▶ **Problem to solve**
Would you retype exactly the lines from the one containing "Would you be able to point at the carved" through the last line of the records below, and nothing else?

▶ **Provided data**
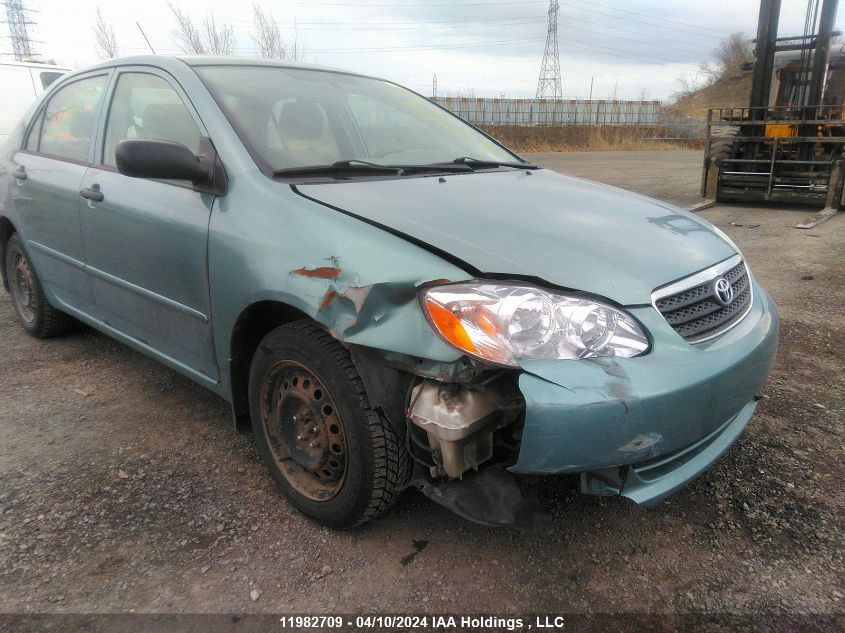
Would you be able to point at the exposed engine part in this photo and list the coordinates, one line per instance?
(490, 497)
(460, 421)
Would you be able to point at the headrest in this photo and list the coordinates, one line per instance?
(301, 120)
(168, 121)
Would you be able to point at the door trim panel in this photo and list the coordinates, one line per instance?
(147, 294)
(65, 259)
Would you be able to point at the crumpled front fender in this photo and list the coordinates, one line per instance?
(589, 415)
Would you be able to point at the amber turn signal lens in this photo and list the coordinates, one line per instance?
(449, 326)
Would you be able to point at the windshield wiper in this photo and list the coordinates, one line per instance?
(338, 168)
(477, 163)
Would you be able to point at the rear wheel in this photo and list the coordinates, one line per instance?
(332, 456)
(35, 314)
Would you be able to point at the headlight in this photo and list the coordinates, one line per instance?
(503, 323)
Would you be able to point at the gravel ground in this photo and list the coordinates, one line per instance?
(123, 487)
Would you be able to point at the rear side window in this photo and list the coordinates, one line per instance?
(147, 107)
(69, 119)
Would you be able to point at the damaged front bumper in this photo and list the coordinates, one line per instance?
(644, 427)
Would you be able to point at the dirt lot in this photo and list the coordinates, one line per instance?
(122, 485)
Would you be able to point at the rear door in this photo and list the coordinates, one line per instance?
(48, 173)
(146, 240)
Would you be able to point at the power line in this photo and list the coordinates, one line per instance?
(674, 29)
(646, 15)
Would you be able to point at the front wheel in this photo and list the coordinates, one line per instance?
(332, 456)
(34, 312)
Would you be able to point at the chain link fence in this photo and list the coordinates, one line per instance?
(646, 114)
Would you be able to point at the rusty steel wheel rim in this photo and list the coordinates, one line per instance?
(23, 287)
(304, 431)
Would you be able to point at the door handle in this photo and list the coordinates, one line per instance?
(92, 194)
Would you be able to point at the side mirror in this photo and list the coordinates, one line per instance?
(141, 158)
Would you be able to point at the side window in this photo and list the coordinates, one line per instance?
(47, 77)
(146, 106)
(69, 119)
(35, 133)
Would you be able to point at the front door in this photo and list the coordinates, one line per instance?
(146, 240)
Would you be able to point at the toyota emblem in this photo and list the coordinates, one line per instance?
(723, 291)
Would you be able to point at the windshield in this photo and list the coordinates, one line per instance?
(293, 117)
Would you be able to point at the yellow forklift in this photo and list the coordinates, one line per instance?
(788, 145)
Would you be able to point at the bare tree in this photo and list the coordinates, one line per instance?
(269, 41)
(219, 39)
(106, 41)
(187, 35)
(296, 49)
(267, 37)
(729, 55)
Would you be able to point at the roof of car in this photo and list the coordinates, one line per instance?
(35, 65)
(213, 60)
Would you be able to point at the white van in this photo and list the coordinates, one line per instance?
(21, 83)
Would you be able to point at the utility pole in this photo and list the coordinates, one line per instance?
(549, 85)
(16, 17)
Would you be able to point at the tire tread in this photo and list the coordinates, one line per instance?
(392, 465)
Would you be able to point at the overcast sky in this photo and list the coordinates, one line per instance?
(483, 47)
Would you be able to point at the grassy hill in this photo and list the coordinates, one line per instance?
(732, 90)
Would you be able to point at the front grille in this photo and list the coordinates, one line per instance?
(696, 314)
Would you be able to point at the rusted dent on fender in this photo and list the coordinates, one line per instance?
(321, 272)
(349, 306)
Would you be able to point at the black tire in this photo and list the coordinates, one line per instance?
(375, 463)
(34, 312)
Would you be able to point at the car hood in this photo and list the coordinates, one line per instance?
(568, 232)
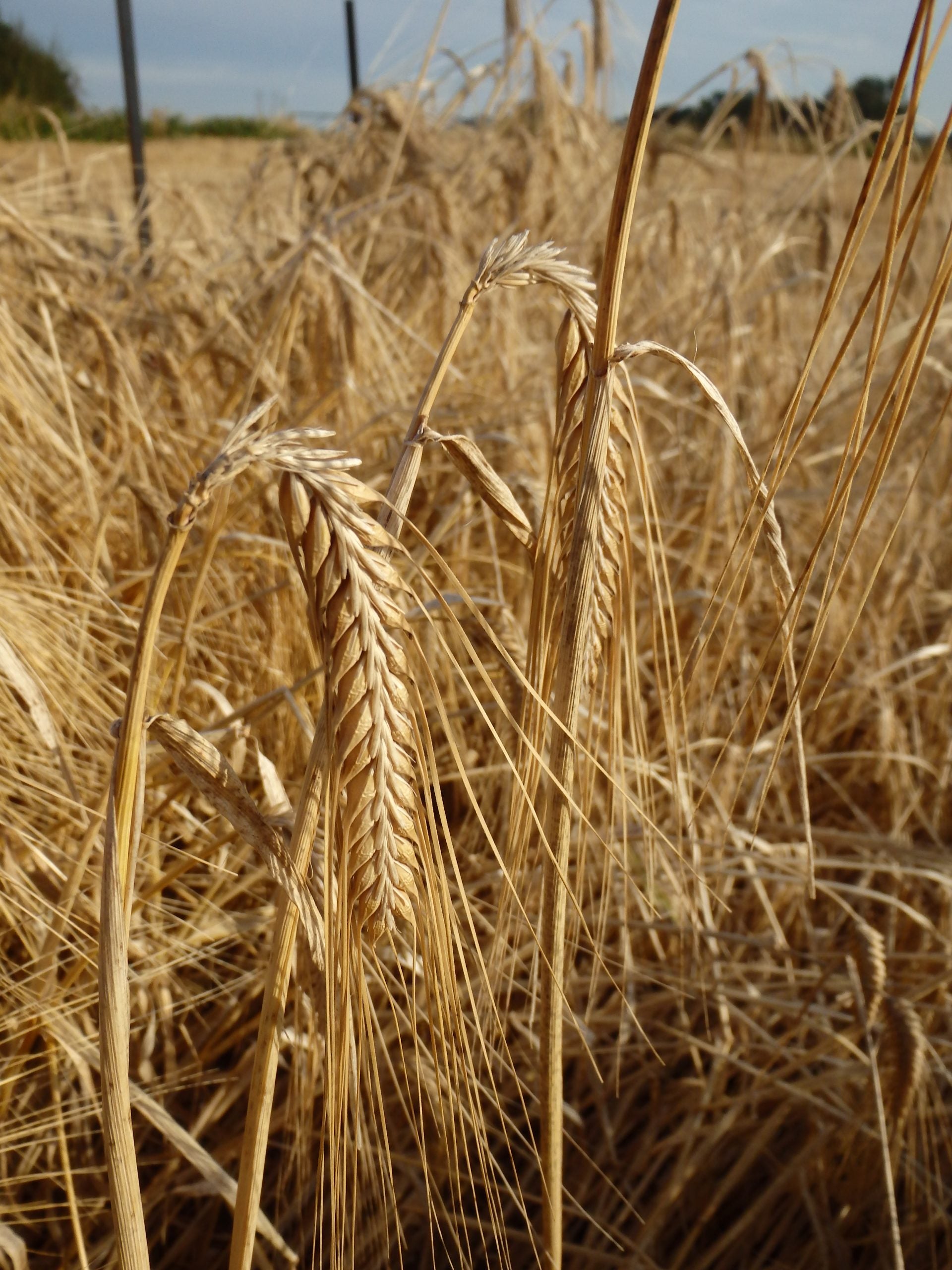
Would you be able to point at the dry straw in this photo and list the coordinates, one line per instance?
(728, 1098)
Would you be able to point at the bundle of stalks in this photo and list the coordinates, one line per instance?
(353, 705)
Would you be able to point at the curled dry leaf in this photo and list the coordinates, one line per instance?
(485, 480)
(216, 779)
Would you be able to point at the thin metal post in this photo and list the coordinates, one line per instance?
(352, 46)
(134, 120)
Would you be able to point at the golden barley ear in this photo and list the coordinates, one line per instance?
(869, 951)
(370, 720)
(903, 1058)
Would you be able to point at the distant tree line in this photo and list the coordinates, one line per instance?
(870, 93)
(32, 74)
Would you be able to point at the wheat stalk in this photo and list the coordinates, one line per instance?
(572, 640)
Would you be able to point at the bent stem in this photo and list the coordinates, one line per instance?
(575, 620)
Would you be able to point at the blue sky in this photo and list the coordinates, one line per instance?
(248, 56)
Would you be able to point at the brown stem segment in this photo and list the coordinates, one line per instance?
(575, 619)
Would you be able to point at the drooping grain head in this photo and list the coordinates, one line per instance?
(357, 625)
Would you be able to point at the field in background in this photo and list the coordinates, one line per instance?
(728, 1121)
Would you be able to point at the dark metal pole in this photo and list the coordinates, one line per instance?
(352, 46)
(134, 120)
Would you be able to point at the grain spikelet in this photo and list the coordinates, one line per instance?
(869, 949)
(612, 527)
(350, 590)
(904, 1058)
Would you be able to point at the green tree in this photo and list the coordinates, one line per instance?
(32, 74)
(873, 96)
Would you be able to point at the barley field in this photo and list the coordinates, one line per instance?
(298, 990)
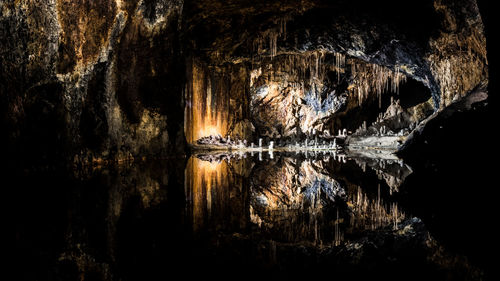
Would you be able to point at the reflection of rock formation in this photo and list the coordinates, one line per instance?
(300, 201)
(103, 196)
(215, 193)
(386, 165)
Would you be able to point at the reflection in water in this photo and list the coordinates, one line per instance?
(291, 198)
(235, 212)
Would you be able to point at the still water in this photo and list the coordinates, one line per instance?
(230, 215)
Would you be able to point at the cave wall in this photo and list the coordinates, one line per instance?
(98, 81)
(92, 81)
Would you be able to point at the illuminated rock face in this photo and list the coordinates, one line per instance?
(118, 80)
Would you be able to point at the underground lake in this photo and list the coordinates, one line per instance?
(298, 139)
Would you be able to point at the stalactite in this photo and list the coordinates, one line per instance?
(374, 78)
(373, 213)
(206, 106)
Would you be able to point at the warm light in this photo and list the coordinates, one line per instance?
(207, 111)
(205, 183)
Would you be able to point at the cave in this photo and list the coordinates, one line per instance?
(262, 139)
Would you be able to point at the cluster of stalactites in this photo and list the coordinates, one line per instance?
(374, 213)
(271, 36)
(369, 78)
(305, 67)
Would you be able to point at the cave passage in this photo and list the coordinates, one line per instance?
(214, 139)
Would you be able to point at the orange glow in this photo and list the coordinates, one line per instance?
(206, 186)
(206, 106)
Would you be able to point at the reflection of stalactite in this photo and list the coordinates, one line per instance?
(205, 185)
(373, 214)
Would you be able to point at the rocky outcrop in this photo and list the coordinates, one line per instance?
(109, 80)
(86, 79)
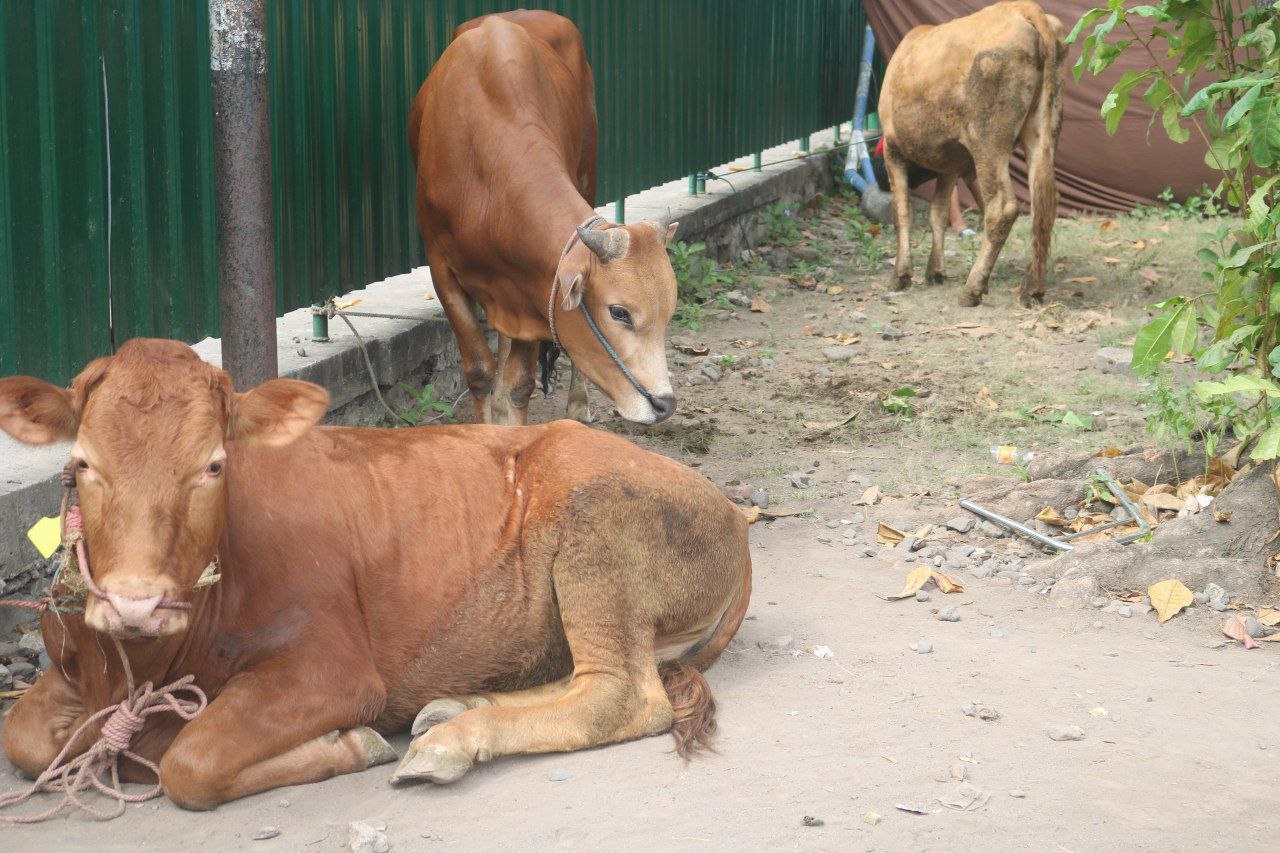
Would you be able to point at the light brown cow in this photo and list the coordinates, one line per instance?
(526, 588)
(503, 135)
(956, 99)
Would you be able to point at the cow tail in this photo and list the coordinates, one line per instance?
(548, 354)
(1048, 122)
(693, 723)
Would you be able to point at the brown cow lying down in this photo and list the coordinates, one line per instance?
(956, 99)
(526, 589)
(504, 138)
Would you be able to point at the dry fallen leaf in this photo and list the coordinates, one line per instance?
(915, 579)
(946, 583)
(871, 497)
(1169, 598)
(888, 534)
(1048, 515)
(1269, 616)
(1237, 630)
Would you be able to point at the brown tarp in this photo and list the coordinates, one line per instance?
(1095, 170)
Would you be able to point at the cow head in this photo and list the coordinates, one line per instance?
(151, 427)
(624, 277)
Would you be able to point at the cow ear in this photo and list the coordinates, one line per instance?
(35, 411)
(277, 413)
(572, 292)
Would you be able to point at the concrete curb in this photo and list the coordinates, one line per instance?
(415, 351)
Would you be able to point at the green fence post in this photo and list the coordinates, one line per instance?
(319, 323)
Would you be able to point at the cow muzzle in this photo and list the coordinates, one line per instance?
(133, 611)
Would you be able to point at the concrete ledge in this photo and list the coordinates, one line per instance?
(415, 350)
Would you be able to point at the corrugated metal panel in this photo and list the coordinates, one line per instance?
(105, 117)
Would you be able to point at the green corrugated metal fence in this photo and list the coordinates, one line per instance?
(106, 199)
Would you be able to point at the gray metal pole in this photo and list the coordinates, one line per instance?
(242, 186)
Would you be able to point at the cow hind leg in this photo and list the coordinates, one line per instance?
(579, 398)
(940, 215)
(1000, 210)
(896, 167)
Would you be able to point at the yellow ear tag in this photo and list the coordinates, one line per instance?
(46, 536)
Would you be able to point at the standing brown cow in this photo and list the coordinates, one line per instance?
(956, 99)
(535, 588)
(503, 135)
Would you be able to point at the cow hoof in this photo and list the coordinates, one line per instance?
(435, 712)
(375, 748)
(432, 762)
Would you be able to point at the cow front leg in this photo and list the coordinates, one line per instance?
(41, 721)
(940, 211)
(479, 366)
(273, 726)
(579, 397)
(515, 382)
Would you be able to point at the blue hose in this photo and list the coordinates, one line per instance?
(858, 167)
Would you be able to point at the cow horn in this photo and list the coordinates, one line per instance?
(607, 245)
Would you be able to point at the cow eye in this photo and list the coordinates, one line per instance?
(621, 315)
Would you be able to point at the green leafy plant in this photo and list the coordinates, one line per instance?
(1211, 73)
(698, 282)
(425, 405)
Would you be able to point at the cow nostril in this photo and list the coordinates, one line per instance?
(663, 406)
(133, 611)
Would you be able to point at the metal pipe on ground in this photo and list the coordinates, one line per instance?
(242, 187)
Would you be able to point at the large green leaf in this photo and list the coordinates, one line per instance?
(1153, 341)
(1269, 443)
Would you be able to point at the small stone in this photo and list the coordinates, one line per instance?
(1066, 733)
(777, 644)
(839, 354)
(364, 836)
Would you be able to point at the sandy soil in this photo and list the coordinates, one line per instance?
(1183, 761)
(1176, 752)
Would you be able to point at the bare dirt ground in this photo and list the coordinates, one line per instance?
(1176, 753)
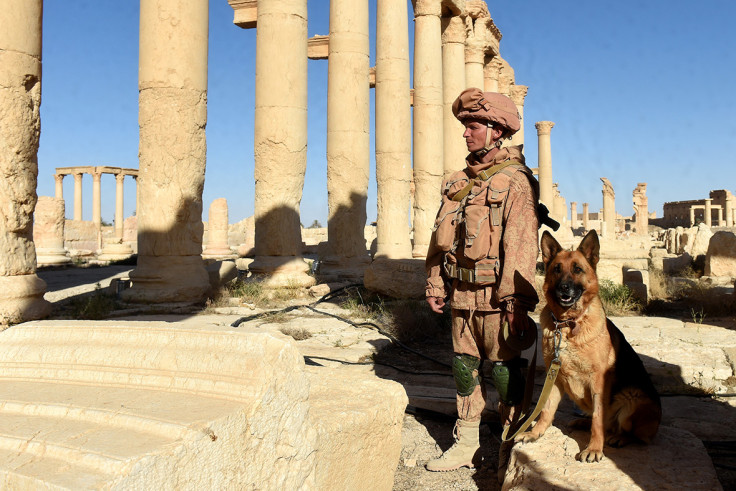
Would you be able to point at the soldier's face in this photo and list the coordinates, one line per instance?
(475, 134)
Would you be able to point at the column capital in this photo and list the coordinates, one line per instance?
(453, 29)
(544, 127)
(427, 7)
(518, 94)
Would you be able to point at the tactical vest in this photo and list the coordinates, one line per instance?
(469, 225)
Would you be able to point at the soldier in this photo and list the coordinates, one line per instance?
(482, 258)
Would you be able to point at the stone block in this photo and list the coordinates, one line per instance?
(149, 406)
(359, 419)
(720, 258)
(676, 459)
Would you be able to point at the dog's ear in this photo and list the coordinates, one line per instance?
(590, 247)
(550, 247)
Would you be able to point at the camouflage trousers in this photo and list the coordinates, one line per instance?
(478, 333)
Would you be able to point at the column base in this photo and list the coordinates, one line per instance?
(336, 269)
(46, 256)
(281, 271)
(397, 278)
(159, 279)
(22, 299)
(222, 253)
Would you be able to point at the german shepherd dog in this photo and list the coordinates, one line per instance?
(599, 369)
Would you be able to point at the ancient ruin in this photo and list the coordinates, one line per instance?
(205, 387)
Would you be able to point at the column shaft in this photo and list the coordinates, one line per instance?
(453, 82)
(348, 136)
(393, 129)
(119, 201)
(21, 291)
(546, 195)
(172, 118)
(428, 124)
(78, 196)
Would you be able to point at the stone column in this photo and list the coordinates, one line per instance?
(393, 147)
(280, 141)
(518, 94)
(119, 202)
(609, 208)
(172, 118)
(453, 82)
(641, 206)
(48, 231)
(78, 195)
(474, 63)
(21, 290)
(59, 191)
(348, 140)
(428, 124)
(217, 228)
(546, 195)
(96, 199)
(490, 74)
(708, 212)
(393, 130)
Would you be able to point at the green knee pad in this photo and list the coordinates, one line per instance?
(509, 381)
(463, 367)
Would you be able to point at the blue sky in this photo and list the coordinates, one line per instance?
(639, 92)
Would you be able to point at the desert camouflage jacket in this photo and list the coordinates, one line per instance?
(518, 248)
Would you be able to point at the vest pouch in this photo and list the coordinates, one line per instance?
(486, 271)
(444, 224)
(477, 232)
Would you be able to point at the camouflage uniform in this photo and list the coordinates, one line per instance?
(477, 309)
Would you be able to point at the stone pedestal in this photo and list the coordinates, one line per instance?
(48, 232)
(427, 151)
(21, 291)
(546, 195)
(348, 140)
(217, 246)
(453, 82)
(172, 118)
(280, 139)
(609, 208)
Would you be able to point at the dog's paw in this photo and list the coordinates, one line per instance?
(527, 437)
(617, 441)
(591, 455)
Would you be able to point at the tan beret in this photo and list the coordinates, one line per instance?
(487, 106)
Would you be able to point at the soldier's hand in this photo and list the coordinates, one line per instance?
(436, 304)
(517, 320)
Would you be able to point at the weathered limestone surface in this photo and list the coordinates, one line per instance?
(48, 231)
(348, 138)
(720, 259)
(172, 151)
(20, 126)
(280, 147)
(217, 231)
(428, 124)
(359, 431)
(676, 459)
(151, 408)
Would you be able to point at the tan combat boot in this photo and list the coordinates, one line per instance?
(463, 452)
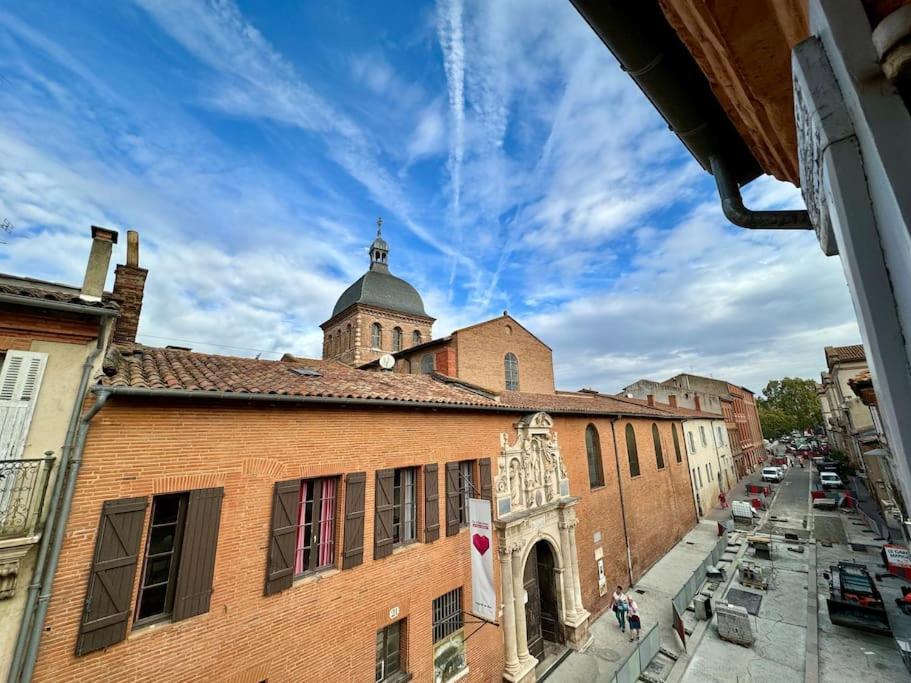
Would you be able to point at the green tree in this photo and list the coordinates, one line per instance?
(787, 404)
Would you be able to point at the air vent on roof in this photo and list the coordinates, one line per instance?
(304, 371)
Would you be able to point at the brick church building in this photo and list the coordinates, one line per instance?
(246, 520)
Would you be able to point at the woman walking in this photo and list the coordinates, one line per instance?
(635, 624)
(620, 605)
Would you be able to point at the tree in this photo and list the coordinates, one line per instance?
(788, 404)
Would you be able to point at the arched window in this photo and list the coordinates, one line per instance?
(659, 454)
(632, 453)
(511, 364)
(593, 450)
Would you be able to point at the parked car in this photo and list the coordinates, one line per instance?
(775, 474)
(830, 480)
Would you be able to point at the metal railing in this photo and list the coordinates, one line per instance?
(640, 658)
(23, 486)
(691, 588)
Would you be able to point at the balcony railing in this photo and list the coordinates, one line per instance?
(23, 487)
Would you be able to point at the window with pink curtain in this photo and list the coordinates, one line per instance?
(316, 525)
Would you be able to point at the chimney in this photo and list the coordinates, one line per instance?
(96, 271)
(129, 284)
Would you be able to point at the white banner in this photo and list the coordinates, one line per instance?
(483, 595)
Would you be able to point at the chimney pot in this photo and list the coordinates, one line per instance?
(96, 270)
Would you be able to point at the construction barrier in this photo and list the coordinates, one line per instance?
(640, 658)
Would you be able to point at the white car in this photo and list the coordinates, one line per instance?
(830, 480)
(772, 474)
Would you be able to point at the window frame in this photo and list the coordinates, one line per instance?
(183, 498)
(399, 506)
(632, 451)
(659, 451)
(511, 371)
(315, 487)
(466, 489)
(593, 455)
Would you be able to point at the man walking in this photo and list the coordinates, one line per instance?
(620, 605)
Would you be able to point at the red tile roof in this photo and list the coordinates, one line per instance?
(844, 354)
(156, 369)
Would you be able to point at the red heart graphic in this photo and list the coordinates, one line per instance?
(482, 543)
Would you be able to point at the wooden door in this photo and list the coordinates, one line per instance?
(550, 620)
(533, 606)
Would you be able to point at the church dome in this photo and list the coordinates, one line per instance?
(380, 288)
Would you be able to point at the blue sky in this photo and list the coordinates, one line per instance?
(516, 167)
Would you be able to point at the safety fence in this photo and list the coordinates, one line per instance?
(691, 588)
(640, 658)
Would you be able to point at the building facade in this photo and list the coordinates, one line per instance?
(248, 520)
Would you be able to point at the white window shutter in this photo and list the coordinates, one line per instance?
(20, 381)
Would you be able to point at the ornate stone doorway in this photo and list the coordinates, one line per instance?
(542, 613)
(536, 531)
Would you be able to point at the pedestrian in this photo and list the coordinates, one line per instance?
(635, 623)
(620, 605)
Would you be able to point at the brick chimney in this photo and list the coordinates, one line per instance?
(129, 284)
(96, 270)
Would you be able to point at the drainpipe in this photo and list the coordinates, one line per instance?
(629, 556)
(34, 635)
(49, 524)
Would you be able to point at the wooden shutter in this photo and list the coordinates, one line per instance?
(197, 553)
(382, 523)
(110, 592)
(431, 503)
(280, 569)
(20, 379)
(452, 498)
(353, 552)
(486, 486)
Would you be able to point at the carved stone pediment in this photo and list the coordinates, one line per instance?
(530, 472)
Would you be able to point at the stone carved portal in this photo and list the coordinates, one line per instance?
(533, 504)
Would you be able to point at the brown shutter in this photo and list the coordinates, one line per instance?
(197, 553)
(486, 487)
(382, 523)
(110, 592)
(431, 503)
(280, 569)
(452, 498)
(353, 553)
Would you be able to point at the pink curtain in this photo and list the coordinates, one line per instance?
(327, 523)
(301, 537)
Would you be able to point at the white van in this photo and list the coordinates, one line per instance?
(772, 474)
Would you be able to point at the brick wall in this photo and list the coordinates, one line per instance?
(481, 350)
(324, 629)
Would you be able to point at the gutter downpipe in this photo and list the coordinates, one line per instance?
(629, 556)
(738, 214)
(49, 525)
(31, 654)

▶ **Task solution**
Would you be able to point at the carved stone pediment in this photo and list the coordinates, one line per instance?
(530, 472)
Would you be able to point at the stone carved portal in this photo and list the coordinates, one line per instance?
(533, 504)
Would you be able to point at the brown shutter in this photo and list the coordinates, one line per instance?
(197, 553)
(486, 487)
(382, 523)
(110, 592)
(431, 503)
(280, 569)
(452, 498)
(353, 553)
Would you be able to point at the pink curtain in this photo and list the coordinates, one line per instance?
(327, 523)
(301, 537)
Would you be able to point at the white van in this photo and list the coordinates, one line per instance?
(772, 474)
Would you be able to point at the brick wall in this photo and list the coordinates, one line per instance?
(481, 350)
(324, 629)
Would you be able to point at the gutter downpipe in this photo and list the coordinates, one line per instance?
(629, 556)
(738, 214)
(49, 525)
(31, 654)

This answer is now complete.